**Source extract**:
--- START ---
3 Ways Exercise Protects Your Brain
You probably already know that exercise is a great way to remain physically strong & healthy throughout your life. But did you know it’s also crucial for your memory & brain health?
Regardless of age, we all need to protect our brains.
According to the Alzheimer’s Association, every 65 seconds someone in the US develops Alzheimer’s disease. Deaths from the disease have increased by 145% since 2000 and it’s now the 6th leading cause of death in the U.S.
The good news is that recent research indicates there are a variety of ways we can reduce our risk of developing Alzheimer’s.
In addition to a healthful lifestyle that includes good nutrition, social interaction, and plenty of sleep, physical activity has been shown to change the brain in ways that protect memory and thinking skills.
Based on the most current research, we’ve put together the top three ways you can use exercise to keep your brain healthy.
1. Get Your Cardio!
--- END ---
**What you need to do**: Continue the article on how exercise protects the brain, beginning right after the heading "1. Get Your Cardio!".

**Raw data**:
--- START ---
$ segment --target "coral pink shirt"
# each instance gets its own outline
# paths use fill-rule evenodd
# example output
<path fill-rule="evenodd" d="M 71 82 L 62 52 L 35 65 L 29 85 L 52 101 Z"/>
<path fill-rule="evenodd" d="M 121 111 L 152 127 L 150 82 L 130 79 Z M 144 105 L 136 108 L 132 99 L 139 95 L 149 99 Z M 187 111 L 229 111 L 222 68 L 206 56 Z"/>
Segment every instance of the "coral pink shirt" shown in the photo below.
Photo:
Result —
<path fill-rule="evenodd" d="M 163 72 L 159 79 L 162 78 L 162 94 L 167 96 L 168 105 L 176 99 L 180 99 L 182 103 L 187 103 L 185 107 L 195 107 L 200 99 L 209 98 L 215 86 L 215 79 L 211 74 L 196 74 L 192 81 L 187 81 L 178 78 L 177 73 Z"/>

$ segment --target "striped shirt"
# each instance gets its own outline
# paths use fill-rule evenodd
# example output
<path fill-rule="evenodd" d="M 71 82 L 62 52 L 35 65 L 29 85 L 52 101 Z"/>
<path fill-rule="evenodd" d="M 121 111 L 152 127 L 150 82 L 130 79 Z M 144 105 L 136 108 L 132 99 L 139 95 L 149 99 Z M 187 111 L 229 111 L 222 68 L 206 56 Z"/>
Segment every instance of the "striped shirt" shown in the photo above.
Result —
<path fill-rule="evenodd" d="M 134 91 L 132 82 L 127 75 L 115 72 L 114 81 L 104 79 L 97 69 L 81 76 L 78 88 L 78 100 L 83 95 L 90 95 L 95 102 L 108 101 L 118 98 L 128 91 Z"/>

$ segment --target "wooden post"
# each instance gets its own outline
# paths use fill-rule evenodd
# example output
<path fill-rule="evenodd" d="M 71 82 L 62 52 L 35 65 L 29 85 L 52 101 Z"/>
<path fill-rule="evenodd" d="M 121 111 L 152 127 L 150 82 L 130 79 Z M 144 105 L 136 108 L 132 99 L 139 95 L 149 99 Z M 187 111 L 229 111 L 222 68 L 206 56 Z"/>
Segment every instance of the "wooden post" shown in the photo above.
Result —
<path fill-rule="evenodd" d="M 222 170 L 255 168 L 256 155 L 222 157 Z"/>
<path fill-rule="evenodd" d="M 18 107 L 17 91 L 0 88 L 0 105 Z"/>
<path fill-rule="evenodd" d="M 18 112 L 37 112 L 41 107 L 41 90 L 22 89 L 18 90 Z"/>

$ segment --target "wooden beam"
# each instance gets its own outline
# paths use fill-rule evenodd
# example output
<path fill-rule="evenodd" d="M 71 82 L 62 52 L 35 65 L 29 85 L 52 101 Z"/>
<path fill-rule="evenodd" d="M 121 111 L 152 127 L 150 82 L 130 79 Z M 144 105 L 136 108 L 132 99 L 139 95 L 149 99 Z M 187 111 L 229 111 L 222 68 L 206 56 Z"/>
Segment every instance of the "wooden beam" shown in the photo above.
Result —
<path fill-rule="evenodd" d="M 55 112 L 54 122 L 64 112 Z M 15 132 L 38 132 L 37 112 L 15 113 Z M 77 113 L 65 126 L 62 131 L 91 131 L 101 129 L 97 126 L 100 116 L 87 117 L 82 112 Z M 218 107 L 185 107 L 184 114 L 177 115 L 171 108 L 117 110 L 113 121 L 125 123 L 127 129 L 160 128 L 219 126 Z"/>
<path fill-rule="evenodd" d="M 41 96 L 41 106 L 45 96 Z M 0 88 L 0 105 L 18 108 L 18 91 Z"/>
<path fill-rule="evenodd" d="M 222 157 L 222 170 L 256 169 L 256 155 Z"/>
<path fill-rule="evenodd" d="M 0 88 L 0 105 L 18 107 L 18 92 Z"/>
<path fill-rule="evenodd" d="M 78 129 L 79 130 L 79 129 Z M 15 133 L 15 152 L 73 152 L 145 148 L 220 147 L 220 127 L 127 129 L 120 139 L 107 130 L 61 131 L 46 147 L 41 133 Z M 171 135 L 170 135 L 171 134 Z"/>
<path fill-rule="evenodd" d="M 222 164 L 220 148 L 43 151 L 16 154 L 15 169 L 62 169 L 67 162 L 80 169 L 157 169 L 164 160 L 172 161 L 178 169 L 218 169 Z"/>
--- END ---
**Written response**:
Don’t skip your cardio workouts! According to one researcher, aerobic exercise leads to remarkable changes in the brain, even over a short period of time. Cardio directly benefits brain cells by increasing blood and oxygen flow in the brain.
Anything good for the heart, we’re learning, is also good for the brain. So, lace up your sneakers and go for a run or a walk.
2. Build Muscle!
Though most research has focused on aerobic exercise, one study found that strength training can also help preserve cognitive functioning in older adults, and may actually help improve it.
Plus, learning new things stimulates the brain and helps it make new neural connections. The greater the novelty and challenge, the greater the benefit.
So, rather than resorting to your same old, boring routine, use strength training as an opportunity to learn new exercises and use new equipment.
Seek out exercises that will challenge not only your strength but also your coordination and balance. You’ll be doing both your brain and your body a favor.
3. Work Out with Friends!
Friends are good for your brain! Social interaction is believed to stimulate the formation of brain synapses and increase the formation of nerve cells in the brain.
You’ll get more benefit from joining an exercise group or class than you would from exercising solo.
Not only is it more fun & motivating to work out with others, you have the opportunity to make new friends and strengthen your social network.
Just Do It!
Of course, physical activity is not a cure-all that will entirely eliminate your risk for Alzheimer's disease or dementia. But, staying physically fit may slow down cognitive decline.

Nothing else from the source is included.